- Textauszug -
>>>
Kommentar: Unternehmen und Menschenrechte brauchen die CSDDD

Die als europäisches Lieferkettengesetz bekannte Richtlinie „CSDDD“ wird am Mittwoch, den 28. Februar, erneut im Rat der Europäischen Union diskutiert. Michaela Streibelt und Daniel Schönfelder kommentieren, warum die Richtlinie aus ihrer Sicht im Sinne der Wirtschaft wäre.

Die EU-Richtlinie über unternehmerische Nachhaltigkeitspflichten (CSDDD) steht für Mittwoch wieder auf der Agenda des Rats. Wahrscheinlich ist dies die letzte Chance dieser dringend benötigten Richtlinie vor der Europawahl angenommen zu werden. In der medialen Auseinandersetzung scheint es an inhaltlichem Verständnis der kritischen Argumente gegen die Richtlinie zu fehlen. Diese stellen sich bei näherer Betrachtung als irreführend und falsch heraus. Wir wollen diese aus der Perspektive der Praxis näher beleuchten.
<<<
- Zu bearbeitende Aufgaben -
1. Geben Sie den Absatz „Die EU-Richtlinie über unternehmerische Nachhaltigkeitspflichten“ aus dem Kommentar zur CSDDD als knappe Stichpunktliste wieder und behalten Sie dabei seine wesentlichen Aussagen bei.
2. Setzen Sie den Kommentar zur CSDDD im Anschluss an seinen letzten Satz mit einem weiteren Absatz fort.

- Auszüge aus Datensätzen -
>>>
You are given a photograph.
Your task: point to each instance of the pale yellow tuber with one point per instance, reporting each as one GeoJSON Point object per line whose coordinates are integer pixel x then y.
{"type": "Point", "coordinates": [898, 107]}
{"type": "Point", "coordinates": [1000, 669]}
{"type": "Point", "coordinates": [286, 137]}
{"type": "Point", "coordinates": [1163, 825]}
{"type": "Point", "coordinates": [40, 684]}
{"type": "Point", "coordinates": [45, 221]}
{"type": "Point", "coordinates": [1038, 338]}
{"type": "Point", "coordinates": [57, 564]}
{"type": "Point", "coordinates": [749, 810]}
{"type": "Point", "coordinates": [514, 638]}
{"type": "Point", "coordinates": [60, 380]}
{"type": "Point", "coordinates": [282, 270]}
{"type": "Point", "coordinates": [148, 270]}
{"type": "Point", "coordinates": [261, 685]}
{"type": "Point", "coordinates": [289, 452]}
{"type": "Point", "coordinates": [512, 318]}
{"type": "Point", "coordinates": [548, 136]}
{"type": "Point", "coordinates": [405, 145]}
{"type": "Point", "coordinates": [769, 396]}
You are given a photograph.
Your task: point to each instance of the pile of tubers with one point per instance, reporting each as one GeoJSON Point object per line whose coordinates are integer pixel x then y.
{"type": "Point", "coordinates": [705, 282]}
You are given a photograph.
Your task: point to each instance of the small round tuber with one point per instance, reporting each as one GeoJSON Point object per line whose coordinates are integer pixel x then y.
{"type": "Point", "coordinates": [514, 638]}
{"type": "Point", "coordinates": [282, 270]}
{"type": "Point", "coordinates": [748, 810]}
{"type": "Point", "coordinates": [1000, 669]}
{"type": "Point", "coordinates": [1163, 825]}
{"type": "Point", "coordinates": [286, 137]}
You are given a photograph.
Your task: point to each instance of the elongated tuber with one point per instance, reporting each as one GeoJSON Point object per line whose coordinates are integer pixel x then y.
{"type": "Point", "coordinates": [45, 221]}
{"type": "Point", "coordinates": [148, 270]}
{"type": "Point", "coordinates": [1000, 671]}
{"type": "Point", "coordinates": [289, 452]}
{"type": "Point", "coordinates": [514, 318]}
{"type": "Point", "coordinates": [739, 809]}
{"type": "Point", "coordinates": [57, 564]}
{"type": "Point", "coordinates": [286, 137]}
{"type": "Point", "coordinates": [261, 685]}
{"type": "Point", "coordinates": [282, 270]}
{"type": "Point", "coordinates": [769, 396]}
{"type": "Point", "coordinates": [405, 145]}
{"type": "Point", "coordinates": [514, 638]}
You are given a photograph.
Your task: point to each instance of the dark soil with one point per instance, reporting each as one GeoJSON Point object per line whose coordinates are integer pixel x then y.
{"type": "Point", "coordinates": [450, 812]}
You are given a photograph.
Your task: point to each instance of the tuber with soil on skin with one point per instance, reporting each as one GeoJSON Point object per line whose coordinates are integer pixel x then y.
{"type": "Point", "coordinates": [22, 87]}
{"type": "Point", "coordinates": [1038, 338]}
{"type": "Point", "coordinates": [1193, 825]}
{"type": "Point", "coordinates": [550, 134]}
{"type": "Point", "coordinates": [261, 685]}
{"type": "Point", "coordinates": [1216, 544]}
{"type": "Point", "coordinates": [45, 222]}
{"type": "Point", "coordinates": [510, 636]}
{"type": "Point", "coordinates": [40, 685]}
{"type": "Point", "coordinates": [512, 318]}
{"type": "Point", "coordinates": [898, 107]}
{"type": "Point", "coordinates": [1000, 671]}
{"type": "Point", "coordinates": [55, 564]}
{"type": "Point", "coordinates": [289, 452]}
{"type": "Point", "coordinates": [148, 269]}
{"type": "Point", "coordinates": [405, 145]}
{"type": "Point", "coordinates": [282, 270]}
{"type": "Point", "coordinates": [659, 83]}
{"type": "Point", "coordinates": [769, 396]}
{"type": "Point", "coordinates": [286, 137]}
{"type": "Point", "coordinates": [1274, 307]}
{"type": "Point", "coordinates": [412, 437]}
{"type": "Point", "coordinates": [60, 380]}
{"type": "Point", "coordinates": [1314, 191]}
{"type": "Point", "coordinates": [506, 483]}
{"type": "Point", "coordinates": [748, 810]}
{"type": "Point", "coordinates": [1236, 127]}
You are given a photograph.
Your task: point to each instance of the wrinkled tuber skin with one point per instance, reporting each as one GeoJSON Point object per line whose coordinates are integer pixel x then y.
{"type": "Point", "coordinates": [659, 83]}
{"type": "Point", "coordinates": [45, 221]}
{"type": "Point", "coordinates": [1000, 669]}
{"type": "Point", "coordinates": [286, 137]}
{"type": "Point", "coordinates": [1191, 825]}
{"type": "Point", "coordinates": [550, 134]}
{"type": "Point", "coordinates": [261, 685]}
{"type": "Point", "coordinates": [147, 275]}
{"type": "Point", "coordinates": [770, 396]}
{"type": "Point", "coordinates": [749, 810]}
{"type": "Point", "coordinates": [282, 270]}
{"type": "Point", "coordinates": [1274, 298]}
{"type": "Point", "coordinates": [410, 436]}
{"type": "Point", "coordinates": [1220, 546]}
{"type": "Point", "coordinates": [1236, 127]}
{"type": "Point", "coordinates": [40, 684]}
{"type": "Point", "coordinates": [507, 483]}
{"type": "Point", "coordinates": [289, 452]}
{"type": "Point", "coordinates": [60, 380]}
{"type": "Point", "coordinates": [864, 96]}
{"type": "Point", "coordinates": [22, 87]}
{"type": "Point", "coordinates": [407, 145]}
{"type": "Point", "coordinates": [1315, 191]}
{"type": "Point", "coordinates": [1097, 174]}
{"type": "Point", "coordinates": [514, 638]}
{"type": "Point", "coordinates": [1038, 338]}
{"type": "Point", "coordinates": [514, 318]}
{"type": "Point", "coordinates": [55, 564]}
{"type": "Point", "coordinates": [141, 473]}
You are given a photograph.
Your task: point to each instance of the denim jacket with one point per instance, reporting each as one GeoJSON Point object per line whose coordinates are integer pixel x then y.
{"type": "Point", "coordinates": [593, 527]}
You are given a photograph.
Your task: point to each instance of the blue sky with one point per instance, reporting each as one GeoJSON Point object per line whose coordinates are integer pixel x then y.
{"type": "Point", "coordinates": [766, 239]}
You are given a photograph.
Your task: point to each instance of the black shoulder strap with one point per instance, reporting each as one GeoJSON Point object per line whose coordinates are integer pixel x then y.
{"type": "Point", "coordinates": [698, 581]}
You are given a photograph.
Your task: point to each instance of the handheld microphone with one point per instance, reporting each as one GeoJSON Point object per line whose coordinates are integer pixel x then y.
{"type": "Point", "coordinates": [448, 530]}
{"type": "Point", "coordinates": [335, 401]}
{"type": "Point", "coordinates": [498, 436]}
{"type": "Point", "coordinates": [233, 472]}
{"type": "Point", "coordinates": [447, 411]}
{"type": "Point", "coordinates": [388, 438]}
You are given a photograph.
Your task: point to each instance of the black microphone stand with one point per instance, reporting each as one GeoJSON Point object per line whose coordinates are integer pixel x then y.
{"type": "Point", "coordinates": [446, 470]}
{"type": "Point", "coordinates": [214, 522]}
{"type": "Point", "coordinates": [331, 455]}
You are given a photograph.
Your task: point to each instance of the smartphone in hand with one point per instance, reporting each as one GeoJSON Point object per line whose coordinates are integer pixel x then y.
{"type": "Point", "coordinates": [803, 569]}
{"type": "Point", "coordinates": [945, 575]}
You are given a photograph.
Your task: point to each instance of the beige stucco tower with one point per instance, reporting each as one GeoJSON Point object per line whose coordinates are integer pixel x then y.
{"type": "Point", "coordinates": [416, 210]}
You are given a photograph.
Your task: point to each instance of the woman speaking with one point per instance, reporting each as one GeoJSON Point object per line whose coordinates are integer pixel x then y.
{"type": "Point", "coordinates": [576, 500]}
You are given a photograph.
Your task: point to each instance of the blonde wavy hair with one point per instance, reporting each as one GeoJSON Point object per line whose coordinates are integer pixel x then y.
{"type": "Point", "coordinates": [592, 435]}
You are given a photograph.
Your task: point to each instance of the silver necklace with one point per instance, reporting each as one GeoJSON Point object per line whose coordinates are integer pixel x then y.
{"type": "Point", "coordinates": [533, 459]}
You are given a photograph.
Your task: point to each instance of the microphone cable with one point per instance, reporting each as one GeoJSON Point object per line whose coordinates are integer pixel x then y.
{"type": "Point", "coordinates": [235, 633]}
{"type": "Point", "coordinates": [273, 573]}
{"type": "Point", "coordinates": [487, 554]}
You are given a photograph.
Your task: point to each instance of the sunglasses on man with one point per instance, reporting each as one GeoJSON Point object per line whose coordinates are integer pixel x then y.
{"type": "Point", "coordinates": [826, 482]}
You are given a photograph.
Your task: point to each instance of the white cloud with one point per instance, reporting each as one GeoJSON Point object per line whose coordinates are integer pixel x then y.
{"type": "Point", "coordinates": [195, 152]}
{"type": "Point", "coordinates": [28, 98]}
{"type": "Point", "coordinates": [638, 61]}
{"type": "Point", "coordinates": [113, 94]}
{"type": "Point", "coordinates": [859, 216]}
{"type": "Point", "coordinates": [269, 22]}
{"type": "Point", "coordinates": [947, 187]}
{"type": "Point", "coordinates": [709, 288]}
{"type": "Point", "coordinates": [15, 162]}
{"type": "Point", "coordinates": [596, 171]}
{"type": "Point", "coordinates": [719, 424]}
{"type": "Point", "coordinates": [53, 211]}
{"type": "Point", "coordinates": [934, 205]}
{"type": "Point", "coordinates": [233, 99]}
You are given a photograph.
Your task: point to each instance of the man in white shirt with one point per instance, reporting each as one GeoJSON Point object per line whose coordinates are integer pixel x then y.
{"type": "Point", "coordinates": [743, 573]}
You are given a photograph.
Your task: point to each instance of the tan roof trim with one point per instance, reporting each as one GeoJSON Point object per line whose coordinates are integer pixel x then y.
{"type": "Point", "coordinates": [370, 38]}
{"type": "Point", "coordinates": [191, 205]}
<<<
- Lösungen der Aufgaben -
1.
- Die CSDDD steht am Mittwoch erneut auf der Tagesordnung des Rats.
- Dies ist wahrscheinlich die letzte Chance, die dringend benötigte Richtlinie vor der Europawahl anzunehmen.
- In der medialen Debatte scheint es an inhaltlichem Verständnis der kritischen Argumente gegen die Richtlinie zu fehlen.
- Bei näherer Betrachtung erweisen sich diese Argumente als irreführend und falsch.
- Sie sollen aus der Perspektive der Praxis näher beleuchtet werden.

2.
In diesem Zusammenhang sei auf die Studie über Sorgfalt in Lieferketten der EU Kommission (" study on due diligence through the supply chain") verwiesen, nach der die weit überwiegende Mehrheit der Stakeholder (Unternehmen, Zivilgesellschaft, Wissenschaft und Regierungsvertreter:innen) sich für die Einführung gesetzlicher Sorgfaltspflichten auf europäischer Ebene aussprachen damit Unternehmen nachteilige Auswirkungen in ihren eigenen Aktivitäten und ihren Lieferketten auf Menschenrechte und Umwelt identifizieren, verhindern und adressieren. Dies wurde als regulatorische Möglichkeit mit den größtmöglichen positiven Auswirkungen auf Gesellschaft, Umwelt und Menschenrechte verstanden. Interessanterweise waren nur Industrieverbände gegen die Einführung von gesetzlichen Sorgfaltspflichten auf EU-Ebene. Auch jetzt sprechen sich Verbände am deutlichsten gegen die Richtlinie aus. Im Gegensatz dazu sahen alle anderen Stakeholdergruppen, Unternehmen und Mitgliedsunternehmen in Verbänden eingeschlossen, die Vorteile einer europäischen Regelung. Tatsächlich gingen fast 70 Prozent der befragten Unternehmen davon aus, dass Unternehmen von gesetzlichen Sorgfaltspflichten profitieren, weil Rechtsklarheit und ein „level playing field“ geschaffen würden, das alle Wettbewerber in der EU am selben Maßstab messen würde.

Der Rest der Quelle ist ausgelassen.